The required result is the exact run of lines beginning at the one containing "Each instance receives one keypoint. Mark the shoreline" and ending at the last line of the entries.

■ **Data for processing**
==*==
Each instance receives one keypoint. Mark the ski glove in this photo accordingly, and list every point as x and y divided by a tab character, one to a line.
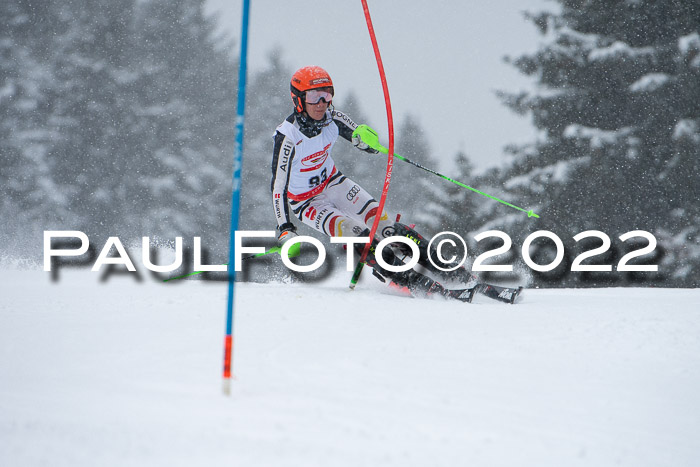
287	231
361	145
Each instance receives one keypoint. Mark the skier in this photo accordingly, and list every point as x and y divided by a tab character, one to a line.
307	184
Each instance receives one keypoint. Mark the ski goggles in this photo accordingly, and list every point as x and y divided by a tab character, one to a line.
314	96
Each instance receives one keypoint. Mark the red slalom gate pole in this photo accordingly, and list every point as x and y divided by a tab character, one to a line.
390	155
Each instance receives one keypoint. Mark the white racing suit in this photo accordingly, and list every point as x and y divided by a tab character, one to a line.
307	184
306	181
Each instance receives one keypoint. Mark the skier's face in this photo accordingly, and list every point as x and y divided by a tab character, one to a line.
317	101
316	111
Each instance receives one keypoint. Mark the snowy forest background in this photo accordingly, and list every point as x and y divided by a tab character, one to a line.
117	117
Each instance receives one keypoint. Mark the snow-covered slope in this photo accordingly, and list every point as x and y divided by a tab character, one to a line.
128	373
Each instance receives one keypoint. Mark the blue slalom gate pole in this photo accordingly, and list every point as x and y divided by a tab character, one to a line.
236	198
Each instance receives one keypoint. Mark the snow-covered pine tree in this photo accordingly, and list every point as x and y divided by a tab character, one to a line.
184	114
618	105
30	195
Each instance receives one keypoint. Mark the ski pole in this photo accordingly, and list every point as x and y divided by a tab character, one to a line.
294	250
370	137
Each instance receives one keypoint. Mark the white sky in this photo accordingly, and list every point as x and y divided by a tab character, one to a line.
442	61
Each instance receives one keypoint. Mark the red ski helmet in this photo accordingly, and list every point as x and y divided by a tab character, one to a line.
305	79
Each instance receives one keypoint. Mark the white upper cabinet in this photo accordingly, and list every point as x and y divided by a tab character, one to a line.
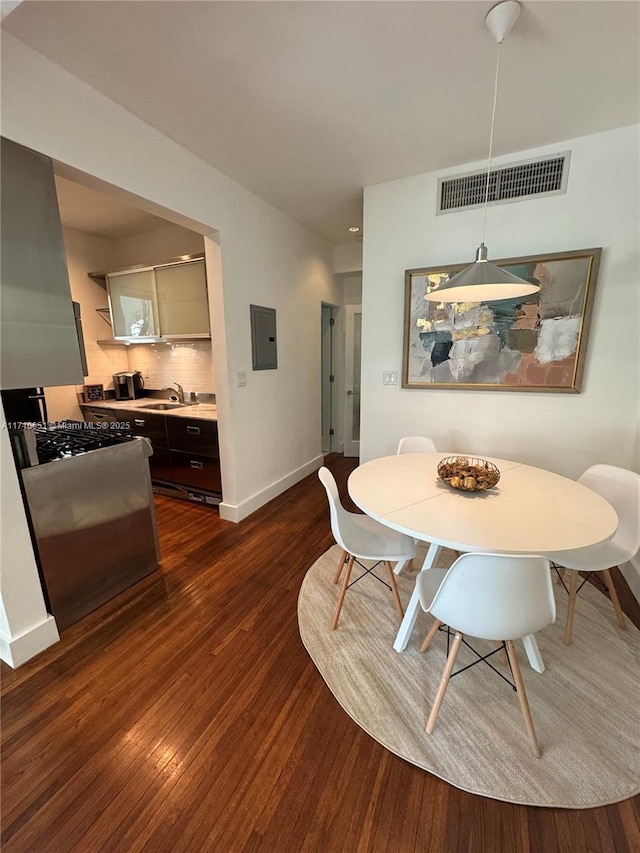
134	306
168	301
182	299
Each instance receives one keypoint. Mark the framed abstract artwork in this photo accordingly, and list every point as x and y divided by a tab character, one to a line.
533	343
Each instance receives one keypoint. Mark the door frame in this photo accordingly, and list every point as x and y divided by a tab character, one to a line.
351	448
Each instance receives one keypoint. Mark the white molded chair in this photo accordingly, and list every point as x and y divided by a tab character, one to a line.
416	444
364	538
622	489
493	597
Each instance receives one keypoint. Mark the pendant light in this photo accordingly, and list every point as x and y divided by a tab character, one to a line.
483	281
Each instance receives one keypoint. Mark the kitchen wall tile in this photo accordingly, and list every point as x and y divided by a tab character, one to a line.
190	364
103	362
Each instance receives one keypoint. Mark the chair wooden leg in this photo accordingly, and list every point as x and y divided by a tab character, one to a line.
394	588
522	698
444	681
573	591
343	559
613	595
433	630
343	592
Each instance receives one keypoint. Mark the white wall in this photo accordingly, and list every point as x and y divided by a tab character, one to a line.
347	257
25	627
270	429
562	432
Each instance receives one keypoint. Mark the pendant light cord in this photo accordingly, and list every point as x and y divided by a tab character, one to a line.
493	119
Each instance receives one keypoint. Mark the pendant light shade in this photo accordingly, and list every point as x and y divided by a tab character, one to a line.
483	281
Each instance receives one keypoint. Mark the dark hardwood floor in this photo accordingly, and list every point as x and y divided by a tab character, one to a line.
186	716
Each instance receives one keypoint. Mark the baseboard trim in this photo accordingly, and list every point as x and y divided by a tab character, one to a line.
238	512
18	650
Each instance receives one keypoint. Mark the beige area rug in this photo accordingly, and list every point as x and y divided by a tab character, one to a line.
585	705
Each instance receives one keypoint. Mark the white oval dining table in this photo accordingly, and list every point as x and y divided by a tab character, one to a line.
529	511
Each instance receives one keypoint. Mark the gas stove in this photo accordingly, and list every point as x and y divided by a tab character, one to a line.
73	438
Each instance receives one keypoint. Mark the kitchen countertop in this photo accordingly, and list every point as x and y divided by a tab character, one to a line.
205	411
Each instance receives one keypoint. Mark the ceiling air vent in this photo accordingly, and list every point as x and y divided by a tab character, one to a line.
515	182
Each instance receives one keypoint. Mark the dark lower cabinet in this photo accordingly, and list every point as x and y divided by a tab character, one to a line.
160	464
200	472
186	454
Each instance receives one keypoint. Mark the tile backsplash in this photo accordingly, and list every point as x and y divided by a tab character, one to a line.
103	362
189	363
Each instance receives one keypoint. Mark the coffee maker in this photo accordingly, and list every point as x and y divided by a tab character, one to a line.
128	385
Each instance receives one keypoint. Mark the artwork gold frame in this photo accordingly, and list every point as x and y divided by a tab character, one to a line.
532	343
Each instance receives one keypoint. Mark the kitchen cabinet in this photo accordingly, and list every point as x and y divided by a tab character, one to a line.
195	454
164	301
133	304
186	455
38	334
154	427
182	299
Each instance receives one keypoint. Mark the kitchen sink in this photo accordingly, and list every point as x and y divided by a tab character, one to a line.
162	407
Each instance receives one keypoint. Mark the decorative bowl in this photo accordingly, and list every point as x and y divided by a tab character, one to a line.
468	473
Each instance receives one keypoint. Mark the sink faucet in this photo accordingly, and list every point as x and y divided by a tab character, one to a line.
179	390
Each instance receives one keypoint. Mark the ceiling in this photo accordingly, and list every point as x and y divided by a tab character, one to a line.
305	103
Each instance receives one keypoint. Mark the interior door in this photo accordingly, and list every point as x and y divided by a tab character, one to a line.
353	322
328	378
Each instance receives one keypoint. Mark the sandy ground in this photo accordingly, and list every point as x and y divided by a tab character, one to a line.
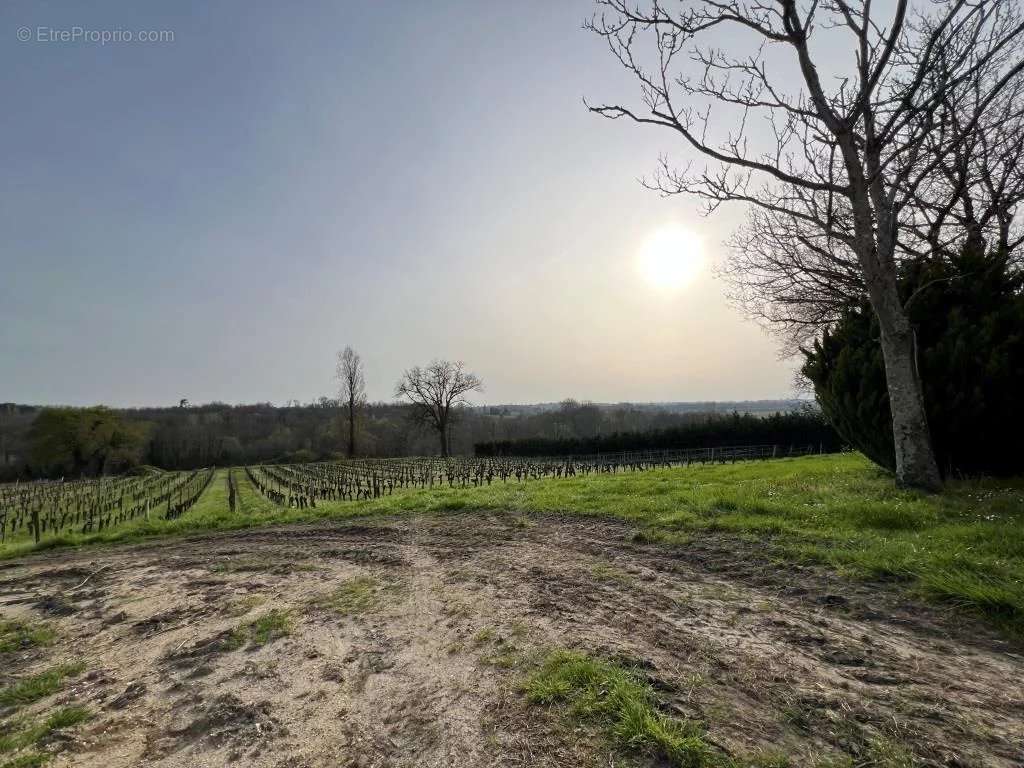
426	671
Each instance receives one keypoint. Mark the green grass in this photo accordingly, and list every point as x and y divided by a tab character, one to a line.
965	546
260	631
29	760
622	705
17	635
358	595
34	687
26	734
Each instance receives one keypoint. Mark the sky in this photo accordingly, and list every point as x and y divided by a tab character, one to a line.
212	217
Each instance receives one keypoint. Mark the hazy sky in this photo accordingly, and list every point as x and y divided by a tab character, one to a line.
213	217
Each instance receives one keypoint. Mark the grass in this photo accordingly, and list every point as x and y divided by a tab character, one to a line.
17	635
622	706
34	687
260	631
358	595
965	546
26	734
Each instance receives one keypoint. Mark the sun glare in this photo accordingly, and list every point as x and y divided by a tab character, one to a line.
671	258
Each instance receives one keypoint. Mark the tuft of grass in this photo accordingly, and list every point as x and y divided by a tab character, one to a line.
606	571
27	735
260	631
884	753
38	686
29	760
358	595
484	636
17	635
622	705
244	605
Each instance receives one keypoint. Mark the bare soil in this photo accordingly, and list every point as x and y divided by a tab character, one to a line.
788	660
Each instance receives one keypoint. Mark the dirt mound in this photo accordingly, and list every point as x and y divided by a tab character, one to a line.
401	642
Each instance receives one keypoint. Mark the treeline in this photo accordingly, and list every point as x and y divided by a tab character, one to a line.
800	428
51	442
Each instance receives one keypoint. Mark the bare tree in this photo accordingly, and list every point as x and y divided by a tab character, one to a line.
352	390
436	393
843	177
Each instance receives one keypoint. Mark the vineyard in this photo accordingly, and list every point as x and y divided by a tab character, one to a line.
86	506
35	510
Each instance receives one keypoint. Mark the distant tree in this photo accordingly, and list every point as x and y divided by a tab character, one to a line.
352	390
85	440
434	391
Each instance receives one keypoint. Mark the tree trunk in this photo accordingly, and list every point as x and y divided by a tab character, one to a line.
442	431
915	464
351	428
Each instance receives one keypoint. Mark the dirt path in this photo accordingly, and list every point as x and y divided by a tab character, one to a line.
408	637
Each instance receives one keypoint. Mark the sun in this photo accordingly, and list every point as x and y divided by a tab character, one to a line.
671	258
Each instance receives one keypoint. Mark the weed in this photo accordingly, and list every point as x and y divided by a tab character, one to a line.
484	636
621	702
38	686
260	631
30	734
17	635
358	595
606	571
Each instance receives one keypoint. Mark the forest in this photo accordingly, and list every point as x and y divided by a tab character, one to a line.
185	437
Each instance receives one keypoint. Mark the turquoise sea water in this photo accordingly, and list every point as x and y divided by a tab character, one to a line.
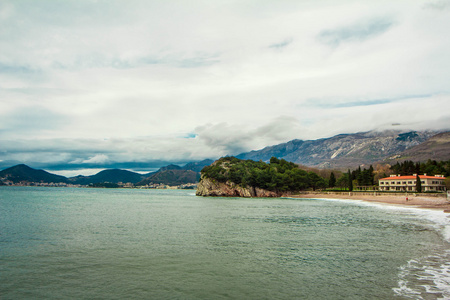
62	243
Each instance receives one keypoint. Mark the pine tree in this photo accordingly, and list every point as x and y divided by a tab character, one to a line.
350	183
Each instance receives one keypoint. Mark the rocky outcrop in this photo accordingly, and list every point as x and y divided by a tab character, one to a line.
209	188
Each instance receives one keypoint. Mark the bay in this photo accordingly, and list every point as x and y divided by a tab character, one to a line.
64	243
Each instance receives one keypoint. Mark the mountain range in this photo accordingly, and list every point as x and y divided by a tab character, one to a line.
339	152
352	150
169	175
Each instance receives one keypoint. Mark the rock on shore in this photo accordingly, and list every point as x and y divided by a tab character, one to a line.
211	187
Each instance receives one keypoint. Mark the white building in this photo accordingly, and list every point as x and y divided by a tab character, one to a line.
408	183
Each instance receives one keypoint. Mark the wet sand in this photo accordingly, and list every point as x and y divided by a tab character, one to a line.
441	203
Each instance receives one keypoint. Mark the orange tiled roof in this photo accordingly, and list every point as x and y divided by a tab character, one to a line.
409	177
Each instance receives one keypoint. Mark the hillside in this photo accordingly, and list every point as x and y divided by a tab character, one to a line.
436	148
230	176
343	151
112	176
23	173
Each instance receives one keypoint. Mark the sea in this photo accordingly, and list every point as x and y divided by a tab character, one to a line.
86	243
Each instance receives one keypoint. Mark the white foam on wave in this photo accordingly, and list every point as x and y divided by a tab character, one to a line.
439	220
429	275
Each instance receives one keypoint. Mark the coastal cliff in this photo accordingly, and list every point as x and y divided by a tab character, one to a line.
210	187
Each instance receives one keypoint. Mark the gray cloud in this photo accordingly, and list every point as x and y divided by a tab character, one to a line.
108	83
282	44
356	32
438	5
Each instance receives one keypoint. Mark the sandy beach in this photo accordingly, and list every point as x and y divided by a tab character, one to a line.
431	202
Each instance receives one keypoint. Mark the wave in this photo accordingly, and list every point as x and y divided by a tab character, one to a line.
427	277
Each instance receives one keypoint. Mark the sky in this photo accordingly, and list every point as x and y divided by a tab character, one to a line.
87	85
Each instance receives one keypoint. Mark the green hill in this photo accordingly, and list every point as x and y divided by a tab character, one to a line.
23	173
112	176
171	177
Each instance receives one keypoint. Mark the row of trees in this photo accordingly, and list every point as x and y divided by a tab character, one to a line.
278	175
281	175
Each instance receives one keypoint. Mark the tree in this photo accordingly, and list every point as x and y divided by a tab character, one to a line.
332	180
418	184
350	183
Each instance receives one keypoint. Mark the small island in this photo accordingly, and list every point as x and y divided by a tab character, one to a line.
233	177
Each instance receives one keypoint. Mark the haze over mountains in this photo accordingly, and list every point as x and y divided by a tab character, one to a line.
170	175
339	152
352	150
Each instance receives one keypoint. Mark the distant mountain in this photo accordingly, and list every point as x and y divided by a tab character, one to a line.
112	176
171	177
23	173
198	166
344	150
435	148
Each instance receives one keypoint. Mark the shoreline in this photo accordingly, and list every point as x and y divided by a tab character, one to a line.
439	203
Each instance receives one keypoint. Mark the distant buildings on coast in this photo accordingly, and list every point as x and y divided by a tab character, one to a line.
408	183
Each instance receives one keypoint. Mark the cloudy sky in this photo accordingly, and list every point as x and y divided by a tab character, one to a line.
136	84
==*==
■ **The response**
Each instance receives one keypoint. Mark the shoreline in this photo accordingly, and list every point as x and y divided by a tab character, one to a line.
439	203
Each instance receives one keypoint. Mark the distant buildings on coast in this photo accordingly, and list every point as x and y divided by a tab character, one to a line.
408	183
Each instance receives one keypoint. Mark the cloudy sky in this photo accordingly, and list every point as x and y divided by a tab character, one to a line.
136	84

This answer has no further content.